Dataset items:
-- begin --
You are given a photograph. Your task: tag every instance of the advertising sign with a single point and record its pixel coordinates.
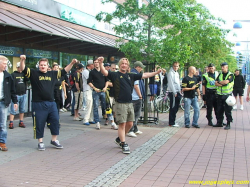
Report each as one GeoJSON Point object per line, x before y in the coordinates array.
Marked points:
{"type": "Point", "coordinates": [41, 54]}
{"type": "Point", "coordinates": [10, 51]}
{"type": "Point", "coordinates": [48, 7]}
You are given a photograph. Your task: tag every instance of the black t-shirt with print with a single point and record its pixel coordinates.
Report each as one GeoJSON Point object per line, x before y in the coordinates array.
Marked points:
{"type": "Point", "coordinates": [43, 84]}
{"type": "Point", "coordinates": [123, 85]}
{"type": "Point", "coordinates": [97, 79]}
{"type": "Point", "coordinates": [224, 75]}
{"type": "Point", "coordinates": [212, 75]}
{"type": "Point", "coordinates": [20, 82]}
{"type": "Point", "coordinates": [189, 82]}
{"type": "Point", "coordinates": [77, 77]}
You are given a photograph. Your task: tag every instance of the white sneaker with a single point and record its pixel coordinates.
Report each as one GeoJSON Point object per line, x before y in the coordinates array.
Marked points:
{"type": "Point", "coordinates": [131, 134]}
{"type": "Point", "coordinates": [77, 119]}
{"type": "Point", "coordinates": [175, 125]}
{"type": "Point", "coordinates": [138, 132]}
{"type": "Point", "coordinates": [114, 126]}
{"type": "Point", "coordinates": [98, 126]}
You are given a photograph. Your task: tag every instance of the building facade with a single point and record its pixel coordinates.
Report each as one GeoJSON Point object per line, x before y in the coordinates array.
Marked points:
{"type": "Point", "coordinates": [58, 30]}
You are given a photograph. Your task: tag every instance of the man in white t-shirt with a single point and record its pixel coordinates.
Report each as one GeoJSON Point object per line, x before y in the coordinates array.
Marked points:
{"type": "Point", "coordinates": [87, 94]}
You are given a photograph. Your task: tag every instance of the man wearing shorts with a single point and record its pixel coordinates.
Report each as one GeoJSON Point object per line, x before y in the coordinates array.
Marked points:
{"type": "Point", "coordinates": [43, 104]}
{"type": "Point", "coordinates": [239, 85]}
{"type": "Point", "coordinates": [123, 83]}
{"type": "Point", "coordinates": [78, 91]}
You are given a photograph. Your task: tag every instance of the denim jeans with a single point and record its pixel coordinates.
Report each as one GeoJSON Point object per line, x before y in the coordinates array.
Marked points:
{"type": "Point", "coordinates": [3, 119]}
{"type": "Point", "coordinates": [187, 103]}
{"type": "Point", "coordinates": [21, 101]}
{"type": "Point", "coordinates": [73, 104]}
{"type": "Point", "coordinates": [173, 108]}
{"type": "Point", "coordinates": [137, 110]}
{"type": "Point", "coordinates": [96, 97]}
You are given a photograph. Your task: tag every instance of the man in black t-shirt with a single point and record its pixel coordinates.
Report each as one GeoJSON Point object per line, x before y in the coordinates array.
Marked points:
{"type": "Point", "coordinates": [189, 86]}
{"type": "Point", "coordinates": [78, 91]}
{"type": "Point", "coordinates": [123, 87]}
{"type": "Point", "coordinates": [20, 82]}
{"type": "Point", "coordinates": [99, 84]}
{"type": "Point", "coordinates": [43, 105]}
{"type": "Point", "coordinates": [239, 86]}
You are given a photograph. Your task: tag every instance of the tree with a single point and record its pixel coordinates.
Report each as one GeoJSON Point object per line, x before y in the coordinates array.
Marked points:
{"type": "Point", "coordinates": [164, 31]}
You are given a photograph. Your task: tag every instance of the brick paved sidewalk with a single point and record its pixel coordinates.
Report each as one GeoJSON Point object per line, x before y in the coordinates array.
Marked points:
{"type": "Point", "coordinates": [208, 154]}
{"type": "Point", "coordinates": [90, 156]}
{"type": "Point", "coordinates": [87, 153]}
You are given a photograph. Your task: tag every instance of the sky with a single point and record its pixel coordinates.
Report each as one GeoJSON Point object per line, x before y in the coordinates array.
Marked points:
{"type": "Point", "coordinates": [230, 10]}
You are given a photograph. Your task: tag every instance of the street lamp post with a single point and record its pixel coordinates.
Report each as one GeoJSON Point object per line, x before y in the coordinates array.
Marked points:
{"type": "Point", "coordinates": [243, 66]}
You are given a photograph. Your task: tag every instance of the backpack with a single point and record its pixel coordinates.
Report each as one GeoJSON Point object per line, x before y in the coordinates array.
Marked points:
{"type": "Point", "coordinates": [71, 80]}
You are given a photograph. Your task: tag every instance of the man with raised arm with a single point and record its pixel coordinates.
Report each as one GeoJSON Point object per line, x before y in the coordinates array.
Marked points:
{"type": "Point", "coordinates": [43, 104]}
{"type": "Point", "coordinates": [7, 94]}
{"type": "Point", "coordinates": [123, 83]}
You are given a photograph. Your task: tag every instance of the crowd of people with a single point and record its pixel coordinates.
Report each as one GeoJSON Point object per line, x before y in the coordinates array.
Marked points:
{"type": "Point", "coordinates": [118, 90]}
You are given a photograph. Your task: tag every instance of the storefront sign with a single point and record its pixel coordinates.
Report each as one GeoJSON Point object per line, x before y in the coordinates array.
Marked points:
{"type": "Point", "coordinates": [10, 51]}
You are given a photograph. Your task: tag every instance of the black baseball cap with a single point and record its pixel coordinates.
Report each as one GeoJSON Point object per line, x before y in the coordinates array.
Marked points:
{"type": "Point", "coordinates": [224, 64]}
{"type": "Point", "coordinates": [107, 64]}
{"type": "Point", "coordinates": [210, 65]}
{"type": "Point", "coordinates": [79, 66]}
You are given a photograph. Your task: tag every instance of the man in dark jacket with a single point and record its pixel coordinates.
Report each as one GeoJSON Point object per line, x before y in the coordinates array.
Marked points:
-- end --
- [Exercise instructions]:
Quote the lines of the records verbatim, starting with the line that contains "of the crowd" and running through the end of the records.

- [Full answer]:
You are given a photograph. Your task: tag every instance of the crowd of people with a single point and record its pixel coordinates.
Report each as one GeoJSON Point object per line, x before y in the coordinates array.
Marked points:
{"type": "Point", "coordinates": [118, 90]}
You are given a photograph. Your task: tag every instance of the storefront sign with a single point and record its pixel coordinates.
Report each as one GeoJSON Point object per line, x before y in the coordinates array.
Marked points:
{"type": "Point", "coordinates": [10, 51]}
You are given a photograph. Your task: tag every instance of the black baseball cap with a single point and record its pixel coordinates.
Report each as one GeoJSON Point object per line, x before y in the coordinates array.
Marked points:
{"type": "Point", "coordinates": [224, 64]}
{"type": "Point", "coordinates": [107, 64]}
{"type": "Point", "coordinates": [210, 65]}
{"type": "Point", "coordinates": [79, 66]}
You are given a photograph. Your task: tag every instance of the man in dark jacket with a single point and record its pixel coordinates.
Report each as one GeoJSON Point object per line, x before y in the coordinates array.
Marked points:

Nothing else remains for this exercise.